• **BRIEF A**: Do these statements agree with the concert review? Answer yes or no for each, quoting the words of the review that decide it. (i) The reviewer had seen Arrows of Love three times before this show. (ii) The Franceens took the stage shortly before 9pm. (iii) On the third visit, the reviewer had no trouble finding the venue.
• **BRIEF B**: Write what comes next in the concert review, starting after its final sentence.

• **PASSAGE TO READ**:
::::::::
Arrows of Love / Ming City Rockers / The Franceens – Temple of Boom, Leeds, 23rd April 2016

Posted: 24 April 2016 in Live
Tags: , , , , , ,

Christopher Nosnibor

Temple of Boom is the epitome of the underground venue. Not in geographical terms, but in that it puts on way cool gigs you have to be in the know to find out about. And you have to find the place. Even on my third visit, I found myself wondering if I was in the right place, as I wandered barren streets lined by warehouse units and esoteric businesses with reinforced steel roller covers festooned with graffiti over their doors and windows, and had to double-check the so-inconspicuous-as-to-be-almost-secret entrance. And stuff happens when it happens. 8pm start means there’ll be someone behind the bar. The first band may be on at 9, perhaps half past or whenever. But that’s the thing with the underground. It’s not mainstream, it’s not out there in the public domain, and you have to seek it out and invest some effort to reap the rewards. Arrows of Love are a band who justify any such efforts.

I’ve seen Arrows of Love on three previous occasions. And I can’t get enough of them. From the moment I heard the dirty, low-slung bass thud of ‘Honey’ I was hooked. And as a live act, they’re something else. Their shows are wildly unpredictable, cathartic celebrations of beautiful chaos during which anything could happen, and often does. So very predictable, they aren’t. They’re as likely to set the place on fire as to crash and burn. And that is every reason why they’re the ultimate rock ‘n’ roll band going right now. They really do exist on the edge.

The Franceens (predictably) kick ass when they finally take to the stage shortly after 10pm. Their energetic, choppy, punky indie is infectious in its own right, but live is where they really kill it. Guitarist / singer Dan Oliver Gott races into the crowd on a number of occasions, exuberant, larger than life. They’ve got songs, and hooks, too. Delivering high–octane rock action from beginning to end, it really is hard to fault ‘em.

Franceens

The Franceens

Scrawny leather jacket wearing skanks Ming City Rockers look like a rock band. By which I mean, if you were to gather together every stereotype of the last 40 years and distil it into a single act, it would be Ming City Rockers. The singer sports wildly backcombed hair and looks like he’s stepped out of a Chris Morris sketch, while the lead guitarist looks like she’s wandered in from an 80s fancy dress party where she’s gone as Strawberry Switchblade, but in Ian MacCulloch’s coat. If they were half as good as they think they are, they’d be awesome. Revelling in rock ‘n’ roll cliché only works with a heavy dose of irony, and if you’ve got some really strong songs. The red-lipsticked bassist has nice teeth though.
::::::::
• **EXTRACTED MATERIAL**:

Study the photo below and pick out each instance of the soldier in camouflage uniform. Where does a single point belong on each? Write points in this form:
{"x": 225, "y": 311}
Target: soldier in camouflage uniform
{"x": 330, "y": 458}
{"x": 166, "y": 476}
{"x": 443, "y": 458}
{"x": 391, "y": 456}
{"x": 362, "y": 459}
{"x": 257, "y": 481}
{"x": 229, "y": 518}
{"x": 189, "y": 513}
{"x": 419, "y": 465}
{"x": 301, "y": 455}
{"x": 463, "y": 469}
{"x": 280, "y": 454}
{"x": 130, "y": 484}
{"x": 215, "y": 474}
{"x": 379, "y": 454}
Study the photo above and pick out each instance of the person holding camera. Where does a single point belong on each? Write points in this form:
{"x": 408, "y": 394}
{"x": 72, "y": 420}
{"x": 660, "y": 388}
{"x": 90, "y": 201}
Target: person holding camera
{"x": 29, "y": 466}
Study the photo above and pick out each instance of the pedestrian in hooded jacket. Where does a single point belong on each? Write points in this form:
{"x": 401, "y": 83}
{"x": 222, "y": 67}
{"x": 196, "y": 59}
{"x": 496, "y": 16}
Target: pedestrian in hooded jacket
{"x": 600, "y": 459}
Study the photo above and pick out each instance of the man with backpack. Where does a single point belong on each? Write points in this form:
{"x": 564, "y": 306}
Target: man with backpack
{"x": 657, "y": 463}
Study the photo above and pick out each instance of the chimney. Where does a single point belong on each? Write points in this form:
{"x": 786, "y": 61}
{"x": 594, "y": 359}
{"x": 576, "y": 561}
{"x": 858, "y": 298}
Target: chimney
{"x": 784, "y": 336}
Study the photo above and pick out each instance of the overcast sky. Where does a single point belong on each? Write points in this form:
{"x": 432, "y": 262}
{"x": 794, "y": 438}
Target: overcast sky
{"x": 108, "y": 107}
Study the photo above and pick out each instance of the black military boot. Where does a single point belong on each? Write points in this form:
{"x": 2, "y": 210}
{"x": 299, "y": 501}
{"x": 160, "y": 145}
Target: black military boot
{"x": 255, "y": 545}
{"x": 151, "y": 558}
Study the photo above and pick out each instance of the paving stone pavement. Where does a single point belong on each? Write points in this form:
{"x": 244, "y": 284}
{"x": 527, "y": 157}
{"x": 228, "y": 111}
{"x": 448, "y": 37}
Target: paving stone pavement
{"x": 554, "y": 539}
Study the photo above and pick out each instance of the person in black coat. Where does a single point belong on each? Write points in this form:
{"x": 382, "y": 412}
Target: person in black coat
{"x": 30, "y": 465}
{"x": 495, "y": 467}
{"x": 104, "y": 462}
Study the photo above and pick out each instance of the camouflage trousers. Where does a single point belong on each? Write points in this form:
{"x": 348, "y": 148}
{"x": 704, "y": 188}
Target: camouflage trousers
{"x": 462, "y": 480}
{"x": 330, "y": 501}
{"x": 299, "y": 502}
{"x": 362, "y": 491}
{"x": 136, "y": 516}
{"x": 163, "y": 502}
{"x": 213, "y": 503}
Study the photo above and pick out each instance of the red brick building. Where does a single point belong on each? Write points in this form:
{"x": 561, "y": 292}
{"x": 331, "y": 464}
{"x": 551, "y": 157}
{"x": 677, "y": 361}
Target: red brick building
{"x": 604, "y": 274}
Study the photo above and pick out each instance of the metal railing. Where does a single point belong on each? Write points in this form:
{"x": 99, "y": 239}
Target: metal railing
::::::::
• **EXPECTED OUTPUT A**:
(i) Yes: "I’ve seen Arrows of Love on three previous occasions."
(ii) No: "when they finally take to the stage shortly after 10pm."
(iii) No: "Even on my third visit, I found myself wondering if I was in the right place"

• **EXPECTED OUTPUT B**:
Ming City Rockers

Ming City Rockers

 

Arrows of Love are close to unveiling their second Bob Weston mastered long player, Product, mooted as being quite a progression from the squalling grunge racket of their debut, Everything’s Fucked. On the evidence of ‘Toad’, which they’ve recently put up for streaming, they’re venturing into even murkier, noisier, more angular, territory. They’re also showcasing a (relatively) new lineup: in replacing drummer Mike Frank and singer / guitarist Lyndsey Critchley, Craig Doporto and Alex Brown have got a major task in prospect. I did briefly meet them before they played, and like the rest of the band, they’re lovely people. It turns out they’re also bloody good on stage and possess the energy and charisma that’s so essential to the band’s style.

Arrows 1

Arrows of Love

It’s gone midnight when they take to the stage, and Nima Teranchi is rocking the Jaz Coleman look with untamed dark hair and utilitarian boiler suit (which makes a dazzling contrast with bassist Nuha’s electric blue locks and rather more slinky stagewear). He’s not low on intensity when in front of the mic, either, and the second they strike the first chord, everything about the band crackles with manic energy, and exude an ineffable magnetism. They’re beyond – and above – mere ‘cool’. Yes, they put on a show, but it’s not merely performance: there’s something almost transcendental about an Arrows of Love show, with five people completely immersed in the music and the moment.

Arrows 3

Arrows of Love

I soon realise that while trains between Leeds and York are good, there’s nothing between 00:45 and 02:15, and with a 6am start looming, I’m going to have to bail early. But then ‘early’ is relative…

Arrows 2

Arrows of Love

I manage to squeeze four songs before having to peg it, and while I’m itching to know what they’re going to do next, I’ve already seen enough to get a handle on the fact they’re on blistering form, and seriously loud. They’re already bigger outside their homeland, and may yet to really crack the Leeds scene and the north more generally, but shows like this can’t fail to build their reputation, and it’s hard to believe that Product won’t see them explode. If ever a band deserved global cult status, Arrows of Love do.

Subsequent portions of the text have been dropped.